[Given instruction]:
Convert every line of the data below into a Markdown table with two columns, Row and Text. Number the lines in Row, put each line in Text, and leave out blank lines.

________

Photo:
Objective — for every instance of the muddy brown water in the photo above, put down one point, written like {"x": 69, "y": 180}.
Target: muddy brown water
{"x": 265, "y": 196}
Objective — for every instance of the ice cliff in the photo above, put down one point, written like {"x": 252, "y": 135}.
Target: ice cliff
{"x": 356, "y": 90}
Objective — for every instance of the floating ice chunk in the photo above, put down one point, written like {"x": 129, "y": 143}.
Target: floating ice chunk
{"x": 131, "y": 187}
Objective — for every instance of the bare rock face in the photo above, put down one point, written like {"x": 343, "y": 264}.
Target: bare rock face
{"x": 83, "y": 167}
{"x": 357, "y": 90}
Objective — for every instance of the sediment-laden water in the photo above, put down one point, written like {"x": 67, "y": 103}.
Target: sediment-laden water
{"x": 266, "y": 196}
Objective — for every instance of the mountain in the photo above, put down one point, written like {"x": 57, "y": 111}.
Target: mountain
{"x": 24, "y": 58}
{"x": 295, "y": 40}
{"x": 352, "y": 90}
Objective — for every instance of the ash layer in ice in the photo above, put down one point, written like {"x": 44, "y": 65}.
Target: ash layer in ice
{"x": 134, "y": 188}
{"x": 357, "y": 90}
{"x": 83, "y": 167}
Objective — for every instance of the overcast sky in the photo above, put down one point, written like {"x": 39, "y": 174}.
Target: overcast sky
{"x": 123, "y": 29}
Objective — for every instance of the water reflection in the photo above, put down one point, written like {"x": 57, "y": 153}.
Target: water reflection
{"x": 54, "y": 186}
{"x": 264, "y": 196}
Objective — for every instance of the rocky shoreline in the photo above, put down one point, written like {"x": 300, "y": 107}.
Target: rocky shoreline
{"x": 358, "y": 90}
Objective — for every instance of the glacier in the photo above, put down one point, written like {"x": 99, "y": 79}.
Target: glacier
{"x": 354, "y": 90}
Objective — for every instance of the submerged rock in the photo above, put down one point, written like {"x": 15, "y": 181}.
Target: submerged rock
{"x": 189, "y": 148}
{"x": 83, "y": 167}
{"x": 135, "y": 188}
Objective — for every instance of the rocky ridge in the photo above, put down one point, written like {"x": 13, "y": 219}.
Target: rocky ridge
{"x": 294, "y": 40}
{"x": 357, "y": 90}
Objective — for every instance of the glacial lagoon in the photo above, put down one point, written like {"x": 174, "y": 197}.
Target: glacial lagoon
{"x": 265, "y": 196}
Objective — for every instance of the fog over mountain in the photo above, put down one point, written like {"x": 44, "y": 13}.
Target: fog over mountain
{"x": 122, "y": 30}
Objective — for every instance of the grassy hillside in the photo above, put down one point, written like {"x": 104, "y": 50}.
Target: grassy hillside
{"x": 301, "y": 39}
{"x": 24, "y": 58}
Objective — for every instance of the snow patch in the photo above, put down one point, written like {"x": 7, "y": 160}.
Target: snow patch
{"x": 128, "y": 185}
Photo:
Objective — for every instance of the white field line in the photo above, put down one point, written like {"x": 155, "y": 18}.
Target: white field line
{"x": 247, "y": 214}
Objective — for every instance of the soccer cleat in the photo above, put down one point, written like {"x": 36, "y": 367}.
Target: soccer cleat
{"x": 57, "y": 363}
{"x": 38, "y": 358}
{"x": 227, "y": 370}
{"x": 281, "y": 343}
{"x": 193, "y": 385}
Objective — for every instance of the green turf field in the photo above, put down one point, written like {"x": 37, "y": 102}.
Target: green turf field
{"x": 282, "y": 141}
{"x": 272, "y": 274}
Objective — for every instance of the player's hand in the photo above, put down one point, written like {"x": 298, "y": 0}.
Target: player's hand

________

[Task response]:
| Row | Text |
|---|---|
| 1 | Photo: |
| 2 | Objective — for every instance of the muddy brown water in the photo above, put down one point, written like {"x": 69, "y": 180}. |
| 3 | Target: muddy brown water |
| 4 | {"x": 265, "y": 196} |
| 5 | Objective — for every instance of the ice cliff in the photo above, put down one point, written like {"x": 252, "y": 135}. |
| 6 | Target: ice cliff |
| 7 | {"x": 356, "y": 90} |
| 8 | Objective — for every instance of the floating ice chunk in the photo above, put down one point, written like {"x": 129, "y": 143}. |
| 9 | Target: floating ice chunk |
| 10 | {"x": 131, "y": 187} |
| 11 | Objective — for every instance of the bare rock face in the photo above, put down one point, written like {"x": 343, "y": 264}. |
| 12 | Target: bare rock face |
| 13 | {"x": 83, "y": 167} |
| 14 | {"x": 357, "y": 90} |
| 15 | Objective — for every instance of the sediment-laden water in the photo above, put down one point, written like {"x": 67, "y": 103}. |
| 16 | Target: sediment-laden water |
| 17 | {"x": 266, "y": 196} |
| 18 | Objective — for every instance of the mountain in the photo above, put down one point, written like {"x": 57, "y": 111}. |
| 19 | Target: mountain |
| 20 | {"x": 24, "y": 58} |
| 21 | {"x": 295, "y": 40} |
| 22 | {"x": 352, "y": 90} |
| 23 | Objective — for every instance of the ash layer in ice in the photo above, put down one point, written like {"x": 44, "y": 65}. |
| 24 | Target: ash layer in ice |
| 25 | {"x": 134, "y": 188} |
| 26 | {"x": 357, "y": 90} |
| 27 | {"x": 83, "y": 167} |
| 28 | Objective — for every instance of the overcast sky in the photo above, put down one point, written like {"x": 39, "y": 174}. |
| 29 | Target: overcast sky |
| 30 | {"x": 123, "y": 29} |
| 31 | Objective — for every instance of the water reflection in the photo above, put down one point, written like {"x": 57, "y": 153}. |
| 32 | Target: water reflection |
| 33 | {"x": 54, "y": 186} |
| 34 | {"x": 264, "y": 196} |
| 35 | Objective — for every instance of the rocky shoreline in the photo above, put down one point, written like {"x": 300, "y": 107}. |
| 36 | Target: rocky shoreline |
| 37 | {"x": 358, "y": 90} |
| 38 | Objective — for every instance of the glacier in the photo above, put down one point, written like {"x": 99, "y": 79}. |
| 39 | Target: glacier |
| 40 | {"x": 354, "y": 90} |
| 41 | Objective — for every instance of the submerged rock in the photo above, put down one point, written like {"x": 15, "y": 181}. |
| 42 | Target: submerged rock |
| 43 | {"x": 189, "y": 148} |
| 44 | {"x": 83, "y": 167} |
| 45 | {"x": 135, "y": 188} |
| 46 | Objective — for every instance of the rocky ridge in the photo above, put down one point, written like {"x": 13, "y": 219}. |
| 47 | Target: rocky ridge |
| 48 | {"x": 294, "y": 40} |
| 49 | {"x": 357, "y": 90} |
| 50 | Objective — for every instance of the glacial lagoon in the photo above, put down one point, written like {"x": 174, "y": 197}. |
| 51 | Target: glacial lagoon |
| 52 | {"x": 265, "y": 196} |
| 53 | Objective — for every instance of the fog over mountain in the photo above, put down one point, written like {"x": 44, "y": 13}. |
| 54 | Target: fog over mountain |
| 55 | {"x": 122, "y": 30} |
| 56 | Objective — for every instance of the grassy hillside in the photo above, put down one point, written like {"x": 104, "y": 50}. |
| 57 | Target: grassy hillside |
| 58 | {"x": 301, "y": 39} |
| 59 | {"x": 24, "y": 58} |
| 60 | Objective — for every instance of the snow patch in the photo above, put down one point, written like {"x": 7, "y": 160}. |
| 61 | Target: snow patch |
| 62 | {"x": 128, "y": 185} |
| 63 | Photo: |
| 64 | Objective — for every instance of the white field line in the photo above, put down one point, written like {"x": 155, "y": 18}. |
| 65 | Target: white field line |
| 66 | {"x": 247, "y": 214} |
| 67 | Objective — for every instance of the soccer cleat in the photo above, put down one point, written like {"x": 36, "y": 367}. |
| 68 | Target: soccer cleat |
| 69 | {"x": 57, "y": 363} |
| 70 | {"x": 38, "y": 358} |
| 71 | {"x": 227, "y": 370} |
| 72 | {"x": 281, "y": 343} |
| 73 | {"x": 193, "y": 385} |
| 74 | Objective — for every instance of the green turf field in the photo above, put down one point, written like {"x": 37, "y": 102}. |
| 75 | Target: green turf field |
| 76 | {"x": 282, "y": 141} |
| 77 | {"x": 272, "y": 274} |
| 78 | Objective — for every instance of the player's hand in the photo above, put down one point, written like {"x": 298, "y": 0}. |
| 79 | Target: player's hand |